Exercise text START

NUMA NUMA IEI: Infinity Fabric Bandwidths

The news about AMD using four Zeppelin dies from Ryzen to form EPYC is not new news, having been shown several times before. However, given the design of the silicon and how the cores communicate, there has been a few worries about how the intra-package communications will be affected by not being a single monolithic die. Beyond that, socket-to-socket communications can also be an issue without sufficient latency and bandwidth.

In a single monolithic die, the latency to access other cores is usually a predictable average, with a regular latency and bandwidth out to the memory channels. Because EPYC has two memory channels per die, if a core needs to access DRAM associated with another die, it adds additional hops and latency to the access, slowing down potential instruction throughput. In the land of dual socket systems, this is known as NUMA: Non-Unified Memory Architecture. The way around a NUMA environment is data locality – keeping the data that a core needs as close as feasibly possible. Solving NUMA is a difficult task, and attempted both at the silicon and software level. Most high-end professional software packages designed for dual-socket systems are NUMA aware, and are designed to compensate for this. The majority of non-high-end software though, is not.

Intra-Socket

With the quad-die design, a single EPYC processor might essentially have four zones for NUMA to occur, based on communication paths. AMD went to specifically address this issue in their design briefings.

Within a single processor, each of the three dies is directly linked to each other through the Infinity Fabric, so only one hop is ever needed when data goes off-die. The connectivity here is set at a bidirectional 42.6 GB/sec per link, at around an average energy of ~2 pJ per bit (or 0.672W per link, 0.336W per die per link, totaling 4.032W for the chip). It is worth noting that Intel’s eDRAM for Broadwell was set as a 50 GB/s bidirectional link, so in essence moving off die in EPYC has a slightly slower bandwidth than Crystalwell. With a total of six links within the silicon, that provides a total of 2 terabits per second of data movement, although AMD didn’t state what the bottlenecks or latency values were.

Inter-Socket

Socket-to-socket communication is designed at the die level, rather than going through a singular interface. One die in each processor is linked to the same die in the other processor, meaning that for the worst-case scenario data has to make two hops to reach a core or memory controller on the other side of the system. Each link has a bidirectional 37.9 GB/s bandwidth, which is only slightly less than the intra-socket communication bandwidth, although we would expect socket-to-socket to have a slightly higher latency based on distance. AMD has not shared latency numbers at this time.

At 37.9 GB/s per link, this totals 152 GB/s between sockets, which AMD states runs at an average of 9 pJ per bit. So at full speed, this link will consume 10.94W between the two sockets, or 5.48W per processor and 1.368W per silicon die.

Exercise text END
Data under study START

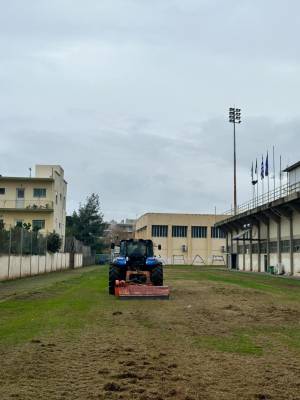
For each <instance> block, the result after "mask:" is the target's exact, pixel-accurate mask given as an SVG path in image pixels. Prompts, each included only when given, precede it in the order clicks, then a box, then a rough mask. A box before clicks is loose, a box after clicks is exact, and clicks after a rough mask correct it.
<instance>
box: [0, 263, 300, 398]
mask: <svg viewBox="0 0 300 400" xmlns="http://www.w3.org/2000/svg"><path fill="white" fill-rule="evenodd" d="M106 274H107V270H106V269H99V268H97V269H96V268H91V269H89V270H86V273H85V271H82V270H81V271H79V272H77V275H76V283H75V280H74V275H72V274H70V275H68V274H66V275H65V276H64V279H63V282H62V281H61V279H60V277H59V276H58V277H57V279H54V278H55V277H52V279H53V280H51V284H50V286H49V284H46V283H45V282H44V283H43V279H42V278H46V279H47V277H46V276H45V277H41V280H39V279H36V282H37V283H38V282H39V284H38V285H37V286H38V287H39V288H38V289H37V290H36V291H37V292H38V293H40V292H41V294H39V295H33V296H32V297H31V295H30V293H34V289H33V286H32V283H31V282H27V283H26V285H27V286H26V287H27V289H26V287H23V288H22V284H21V283H20V282H18V283H17V286H18V288H17V290H16V288H13V290H14V291H15V292H14V293H15V294H14V297H13V298H12V299H7V301H6V302H4V303H2V304H1V306H0V317H3V318H4V321H5V322H6V323H7V324H11V331H9V330H6V331H5V332H6V335H7V337H3V336H1V327H0V343H1V344H0V359H1V363H0V389H1V392H0V393H1V396H0V398H1V400H2V399H3V400H6V399H22V400H23V399H24V400H27V399H28V400H29V399H30V400H32V399H37V400H40V399H50V400H52V399H53V400H54V399H65V400H69V399H70V400H71V399H72V400H74V399H100V400H101V399H103V400H106V399H112V400H114V399H124V400H131V399H132V400H165V399H175V400H198V399H203V400H204V399H205V400H206V399H208V400H210V399H216V400H219V399H221V400H222V399H226V400H227V399H228V400H235V399H239V400H240V399H245V400H248V399H249V400H283V399H289V400H297V399H298V400H300V330H299V321H300V296H299V298H298V297H297V296H296V294H295V293H294V292H295V291H293V293H292V295H291V294H290V292H289V291H288V290H286V289H284V288H282V287H279V288H278V291H277V289H276V285H278V282H276V283H275V287H274V290H272V291H270V292H269V291H266V292H265V291H263V290H261V286H260V285H261V281H260V277H258V278H257V281H256V280H255V279H254V280H253V277H250V280H251V281H250V283H249V284H251V286H253V282H254V283H255V282H256V283H257V287H250V288H249V287H244V286H245V285H246V286H247V282H248V281H247V279H249V277H247V276H246V275H242V274H241V277H240V282H239V281H237V282H236V283H235V284H232V283H227V282H226V280H228V279H231V277H232V276H233V274H231V273H229V272H224V271H213V270H211V269H209V268H206V269H204V268H201V269H197V268H185V267H176V268H166V280H167V283H168V284H170V286H171V299H170V301H159V300H156V301H147V302H138V301H134V300H132V301H130V302H126V301H120V300H117V299H115V298H113V297H111V296H108V295H107V288H106ZM57 275H59V274H57ZM222 276H224V280H223V281H222V279H221V277H222ZM235 279H236V278H235ZM264 279H266V280H267V282H269V281H268V279H267V277H266V278H264ZM72 280H73V281H72ZM270 282H271V281H270ZM284 284H286V282H284ZM11 285H12V287H13V285H15V284H14V283H13V282H12V283H11ZM8 286H9V285H8ZM254 286H255V285H254ZM285 290H286V291H285ZM6 293H8V291H6ZM26 293H28V296H29V297H26V296H27V295H26ZM20 296H21V297H20ZM24 296H25V297H24ZM295 296H296V297H295ZM0 297H1V294H0ZM58 299H59V300H60V301H59V300H58ZM72 305H73V308H72ZM35 307H36V308H35ZM53 307H54V308H53ZM74 307H75V310H74ZM18 310H19V311H20V313H21V312H23V313H25V314H26V313H28V314H26V315H28V317H30V318H36V319H38V318H41V315H40V314H39V313H43V315H44V317H45V313H46V315H47V316H48V319H49V324H50V321H51V320H52V319H56V323H55V324H53V326H52V325H51V329H50V328H49V327H48V328H47V327H45V326H43V324H38V323H36V324H35V325H33V326H32V324H31V323H30V321H28V320H27V319H26V318H25V319H22V320H21V321H19V320H18ZM32 310H33V311H32ZM74 318H77V323H76V324H75V323H74ZM45 321H46V322H45ZM17 323H19V325H18V326H17V328H16V326H15V325H16V324H17ZM43 323H44V324H45V323H46V324H47V318H46V319H43ZM33 324H34V322H33ZM9 326H10V325H9ZM46 328H47V329H46ZM30 329H32V331H30ZM21 330H23V334H24V336H22V337H21V338H18V335H17V334H16V331H17V332H18V331H19V332H20V335H21ZM24 330H25V331H26V330H27V331H28V332H27V334H26V335H25V333H24Z"/></svg>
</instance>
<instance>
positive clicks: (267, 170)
mask: <svg viewBox="0 0 300 400" xmlns="http://www.w3.org/2000/svg"><path fill="white" fill-rule="evenodd" d="M265 176H269V154H268V152H267V158H266V168H265Z"/></svg>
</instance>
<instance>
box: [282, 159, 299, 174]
mask: <svg viewBox="0 0 300 400" xmlns="http://www.w3.org/2000/svg"><path fill="white" fill-rule="evenodd" d="M298 167H300V161H298V162H296V163H295V164H293V165H291V166H290V167H287V168H286V169H284V170H283V172H290V171H293V170H294V169H296V168H298Z"/></svg>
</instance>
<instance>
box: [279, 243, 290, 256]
mask: <svg viewBox="0 0 300 400" xmlns="http://www.w3.org/2000/svg"><path fill="white" fill-rule="evenodd" d="M280 250H281V252H282V253H289V252H290V241H289V240H281V242H280Z"/></svg>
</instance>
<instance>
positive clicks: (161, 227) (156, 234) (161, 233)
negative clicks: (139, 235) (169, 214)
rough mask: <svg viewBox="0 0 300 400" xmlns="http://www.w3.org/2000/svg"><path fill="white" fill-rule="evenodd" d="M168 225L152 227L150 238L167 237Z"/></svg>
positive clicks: (154, 226) (154, 225)
mask: <svg viewBox="0 0 300 400" xmlns="http://www.w3.org/2000/svg"><path fill="white" fill-rule="evenodd" d="M167 236H168V225H152V237H167Z"/></svg>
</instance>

Data under study END

**Questions to answer**.
**a.** Answer these questions from the Infinity Fabric article:
(i) How many memory channels does EPYC have per die?
(ii) What bandwidth was Intel's eDRAM link for Broadwell set at?
(iii) At what average energy per bit does AMD state the socket-to-socket link runs?
**b.** Pick up the Infinity Fabric article after its last sentence and continue it.

**Results for each task**.
**a.**
(i) Two.
(ii) 50 GB/s bidirectional.
(iii) 9 pJ per bit.

**b.**
Totaling the 1.368W per die for socket-to-socket plus 3*0.336W per die for intra-socket communications, the Infinity Fabric can consume 2.376W per silicon die on average when going at full speed.

Infinity Fabric Latency

AMD has not provided Infinity Fabric numbers for latency. We are waiting on information, but this is likely going to be a critical answer for some software packages. Based on testing done by PC Perspective, we already know some latency numbers within a single Zeppelin die from the Ryzen platform. This allows us to fill in the following table showing how long it takes to ping another core:

EPYC (Naples) Thread Ping Connections
  Latency Bandwidth
Within A Core 26 ns -
Core-to-Core, Same CCX 42 ns -
Core-to-Core, Different CCX, Same Die 142 ns -
Die-to-Die, Same Package ? 42.6 GB/s
Die-to-Die, Different Socket, One Hop ? 37.9 GB/s
Die-to-Die, Different Socket, Two Hops ? 37.9 GB/s
Core to DRAM, Same Die ? 42.6 GB/s
Core to DRAM, Different Die ? 42.6 GB/s
Core to DRAM, Different Socket, One Hop ? 37.9 GB/s
Core to DRAM, Different Socket, Two Hops ? 37.9 GB/s

 

PCIe Bandwidth

Each Zeppelin die can create two PCIe 3.0 x16 links, which means a full EPYC processor is capable of eight x16 links totaling the 128 PCIe lanes presented earlier. AMD has designed these links such that they can support both PCIe at 8 GT/s and Infinity Fabric at 10.6 GT/s, although in PCIe mode this means 32GB/s of bidirectional bandwidth per link, suitable for 256GB/s per socket. One of AMD’s proposed benefits here is link bifurcation support:

Each x16 link can support Infinity Fabric (green), PCIe (blue) and SATA (dark blue). PCIe can be bifurcated all the way down to sets of x1, although there will be a limit of 8 PCIe devices per x16 link, but this becomes a mix and match game: x8 + x4 + x2 + x1 + x1 + x1 + x1 becomes entirely valid for a single x16 link, and each CPU has eight of these such links. For the SATA connectivity, each x16 link can support 8 SATA drives as a result. If you really want 64 devices per processor, welcome to your platform without buying PCIe switches. AMD states that as an NVMe implementation, supporting 32 NVMe devices is going to be no sweat for an EPYC system.

This also relates to the Sever Controller Hub, which acts as part of the design offering four USB 3.0 ports, SMBus, I2C, SPI, eSPI, TPM, GPIOs, timers and UARTs.

Combining The Bandwidth

Altogether, AMD is stating that they are relatively unconcerned about NUMA related issues, with bandwidth between dies and between sockets being relatively similar. It is worth noting that the 42.6 GB/s die-to-die bandwidth is identical to the dual-channel memory bandwidth quoted per die:

Time will tell if these become bottlenecks. Latency numbers please, I’d love to fill in that table above.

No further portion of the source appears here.